-- PROMPT 1 --
Please quote the hip resurfacing abstract word for word, starting at "In this prospective" and ending at "polyethylene acetabular liner.".
-- PROMPT 2 --
Extend the hip resurfacing abstract by writing what comes after its final sentence.

-- PROVIDED TEXT --

<<<<

The Journal of Arthroplasty, Volume 31, Issue 10, 2203 - 2208

Hip Resurfacing Using Highly Cross-linked Polyethylene: Prospective Study Results at 8.5 Years

Pritchett, James W.


Hip resurfacing is an option to consider when treating younger, more active patients. Advantages over total hip arthroplasty include a more normal gait and a lower incidence of thigh pain.


In this prospective study, 190 hip resurfacing procedures (164 participants) were performed using a cobalt-chromium femoral component and a cementless acetabular cup with a 3.8-mm highly cross-linked polyethylene acetabular liner.


The mean follow-up was 8.5 (range, 7-10) years. Two participants were lost to follow-up and 2 died. One participant underwent successful revision surgery for acetabular loosening. Four participants underwent successful revision to a total hip arthroplasty because of femoral neck fracture (2), femoral loosening, or infection. The Kaplan-Meier survivorship was 97%. Acetabular bone conservation was assessed using computed tomography by measuring the medial acetabular wall. The mean thickness was 9 mm. Femoral bone was well preserved with a mean head:neck ratio of 1.37. There were 4 (2%) osteolytic defects up to 0.9 cm3 on computed tomography and no instances of impending polyethylene wear-through. Seven polyethylene retrievals had a measured wear rate of 0.05 mm/y.

>>>>

-- EXTRACTED ENTRIES --
<<<<

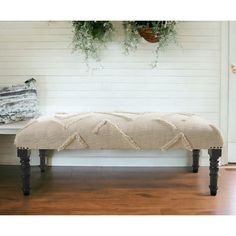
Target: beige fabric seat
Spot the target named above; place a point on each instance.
(119, 130)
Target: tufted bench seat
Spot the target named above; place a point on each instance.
(119, 130)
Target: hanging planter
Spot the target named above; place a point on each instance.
(159, 32)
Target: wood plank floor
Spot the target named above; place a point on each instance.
(106, 190)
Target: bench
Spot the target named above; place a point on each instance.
(119, 130)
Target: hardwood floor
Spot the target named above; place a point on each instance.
(106, 190)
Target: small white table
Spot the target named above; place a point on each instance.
(12, 128)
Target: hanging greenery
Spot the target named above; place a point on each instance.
(159, 32)
(91, 36)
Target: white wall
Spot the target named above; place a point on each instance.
(187, 79)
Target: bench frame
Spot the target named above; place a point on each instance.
(215, 154)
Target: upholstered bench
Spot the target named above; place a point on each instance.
(119, 130)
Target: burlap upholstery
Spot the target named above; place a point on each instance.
(119, 130)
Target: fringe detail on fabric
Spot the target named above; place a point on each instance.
(60, 123)
(124, 135)
(184, 141)
(67, 142)
(116, 114)
(99, 126)
(164, 122)
(78, 119)
(68, 115)
(32, 121)
(81, 141)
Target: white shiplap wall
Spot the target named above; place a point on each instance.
(187, 79)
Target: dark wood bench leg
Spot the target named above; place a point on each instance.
(215, 154)
(24, 155)
(196, 155)
(42, 155)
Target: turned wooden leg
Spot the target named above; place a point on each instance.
(196, 155)
(24, 155)
(215, 154)
(42, 155)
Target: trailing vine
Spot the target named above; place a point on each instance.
(91, 36)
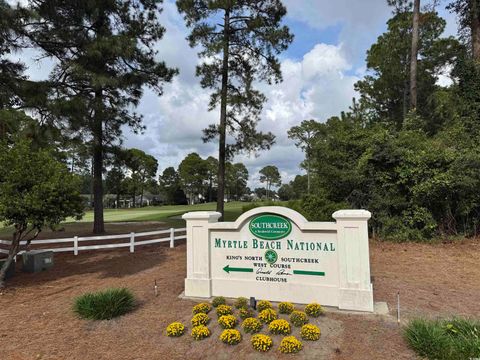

>>>>

-- TASK OUTPUT 1 --
In this prospective study, 190 hip resurfacing procedures (164 participants) were performed using a cobalt-chromium femoral component and a cementless acetabular cup with a 3.8-mm highly cross-linked polyethylene acetabular liner.

-- TASK OUTPUT 2 --
Hip resurfacing using a highly cross-linked polyethylene acetabular component is a reliable procedure. Both femoral and acetabular bones are reasonably preserved compared with prior resurfacing methods. The low incidence of osteolysis and the low rate of wear found on retrievals suggest that many years of use in highly active patients is possible.